_WHAT IS EXPECTED:_
The expected answer is the data below, retyped exactly.

Saved data entries
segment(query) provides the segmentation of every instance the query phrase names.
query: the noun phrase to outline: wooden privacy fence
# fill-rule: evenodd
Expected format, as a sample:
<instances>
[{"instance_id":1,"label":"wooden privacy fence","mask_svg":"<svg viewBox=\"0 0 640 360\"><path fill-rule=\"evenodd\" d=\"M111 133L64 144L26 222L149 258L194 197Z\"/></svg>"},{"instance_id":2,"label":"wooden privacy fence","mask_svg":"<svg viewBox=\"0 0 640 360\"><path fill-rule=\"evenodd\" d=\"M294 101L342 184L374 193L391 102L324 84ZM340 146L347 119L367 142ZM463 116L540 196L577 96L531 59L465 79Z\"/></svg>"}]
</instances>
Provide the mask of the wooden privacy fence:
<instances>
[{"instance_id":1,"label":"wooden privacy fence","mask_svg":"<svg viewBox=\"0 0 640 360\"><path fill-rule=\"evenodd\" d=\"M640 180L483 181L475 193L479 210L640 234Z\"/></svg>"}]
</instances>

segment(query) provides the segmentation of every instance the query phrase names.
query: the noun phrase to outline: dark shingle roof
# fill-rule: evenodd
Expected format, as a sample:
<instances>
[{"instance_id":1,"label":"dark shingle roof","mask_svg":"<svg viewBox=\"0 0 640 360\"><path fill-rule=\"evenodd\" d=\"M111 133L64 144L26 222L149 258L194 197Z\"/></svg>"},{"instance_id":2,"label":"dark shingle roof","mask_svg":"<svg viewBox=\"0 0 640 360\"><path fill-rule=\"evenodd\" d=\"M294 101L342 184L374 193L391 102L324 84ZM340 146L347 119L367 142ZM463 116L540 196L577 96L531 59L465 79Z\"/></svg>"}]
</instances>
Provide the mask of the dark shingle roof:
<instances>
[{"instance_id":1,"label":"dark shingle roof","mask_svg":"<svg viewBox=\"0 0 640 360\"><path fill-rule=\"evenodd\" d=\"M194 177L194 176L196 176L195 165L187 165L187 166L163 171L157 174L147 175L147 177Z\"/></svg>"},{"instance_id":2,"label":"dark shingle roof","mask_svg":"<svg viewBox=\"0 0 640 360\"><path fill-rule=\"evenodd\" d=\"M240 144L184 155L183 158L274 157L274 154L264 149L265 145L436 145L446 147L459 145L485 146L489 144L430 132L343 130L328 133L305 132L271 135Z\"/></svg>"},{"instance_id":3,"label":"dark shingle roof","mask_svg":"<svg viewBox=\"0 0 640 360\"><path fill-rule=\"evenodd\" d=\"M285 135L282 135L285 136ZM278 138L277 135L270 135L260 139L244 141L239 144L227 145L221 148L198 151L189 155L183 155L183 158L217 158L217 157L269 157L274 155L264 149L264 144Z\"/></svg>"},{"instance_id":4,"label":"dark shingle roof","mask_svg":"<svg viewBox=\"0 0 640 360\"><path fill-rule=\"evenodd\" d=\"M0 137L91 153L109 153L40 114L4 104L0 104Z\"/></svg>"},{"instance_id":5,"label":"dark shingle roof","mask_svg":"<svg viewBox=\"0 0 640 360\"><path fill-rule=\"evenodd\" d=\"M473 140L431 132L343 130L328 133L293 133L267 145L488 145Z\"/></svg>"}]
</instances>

_RESULT:_
segment(query) provides the segmentation of every instance the query phrase names.
query: the noun phrase to outline: wooden privacy fence
# fill-rule: evenodd
Expected format, as a sample:
<instances>
[{"instance_id":1,"label":"wooden privacy fence","mask_svg":"<svg viewBox=\"0 0 640 360\"><path fill-rule=\"evenodd\" d=\"M111 133L64 144L26 222L149 258L194 197Z\"/></svg>"},{"instance_id":2,"label":"wooden privacy fence","mask_svg":"<svg viewBox=\"0 0 640 360\"><path fill-rule=\"evenodd\" d=\"M294 101L342 184L374 193L391 102L324 84ZM340 146L347 119L367 142ZM463 116L540 196L577 96L531 59L465 79Z\"/></svg>"}]
</instances>
Provide the mask of the wooden privacy fence:
<instances>
[{"instance_id":1,"label":"wooden privacy fence","mask_svg":"<svg viewBox=\"0 0 640 360\"><path fill-rule=\"evenodd\" d=\"M640 180L483 181L475 193L479 210L640 234Z\"/></svg>"}]
</instances>

segment(query) provides the segmentation of every instance the query phrase names.
query: the noun phrase to outline: dark shingle roof
# fill-rule: evenodd
Expected format, as a sample:
<instances>
[{"instance_id":1,"label":"dark shingle roof","mask_svg":"<svg viewBox=\"0 0 640 360\"><path fill-rule=\"evenodd\" d=\"M111 133L64 144L26 222L149 258L194 197Z\"/></svg>"},{"instance_id":2,"label":"dark shingle roof","mask_svg":"<svg viewBox=\"0 0 640 360\"><path fill-rule=\"evenodd\" d=\"M294 101L342 184L374 193L391 102L324 84ZM340 146L347 119L367 142ZM463 116L540 196L577 96L531 59L465 79Z\"/></svg>"}]
</instances>
Provide the mask of the dark shingle roof:
<instances>
[{"instance_id":1,"label":"dark shingle roof","mask_svg":"<svg viewBox=\"0 0 640 360\"><path fill-rule=\"evenodd\" d=\"M194 177L194 176L196 176L195 165L187 165L187 166L163 171L157 174L147 175L147 177Z\"/></svg>"},{"instance_id":2,"label":"dark shingle roof","mask_svg":"<svg viewBox=\"0 0 640 360\"><path fill-rule=\"evenodd\" d=\"M240 144L184 155L183 158L274 157L274 154L264 149L265 145L436 145L446 147L459 145L485 146L489 144L430 132L343 130L328 133L305 132L271 135Z\"/></svg>"},{"instance_id":3,"label":"dark shingle roof","mask_svg":"<svg viewBox=\"0 0 640 360\"><path fill-rule=\"evenodd\" d=\"M285 135L282 135L285 136ZM278 138L277 135L270 135L260 139L244 141L239 144L227 145L221 148L198 151L189 155L183 155L183 158L217 158L217 157L269 157L274 155L264 149L264 144Z\"/></svg>"},{"instance_id":4,"label":"dark shingle roof","mask_svg":"<svg viewBox=\"0 0 640 360\"><path fill-rule=\"evenodd\" d=\"M0 137L91 153L109 153L40 114L4 104L0 104Z\"/></svg>"},{"instance_id":5,"label":"dark shingle roof","mask_svg":"<svg viewBox=\"0 0 640 360\"><path fill-rule=\"evenodd\" d=\"M473 140L431 132L343 130L328 133L293 133L267 145L488 145Z\"/></svg>"}]
</instances>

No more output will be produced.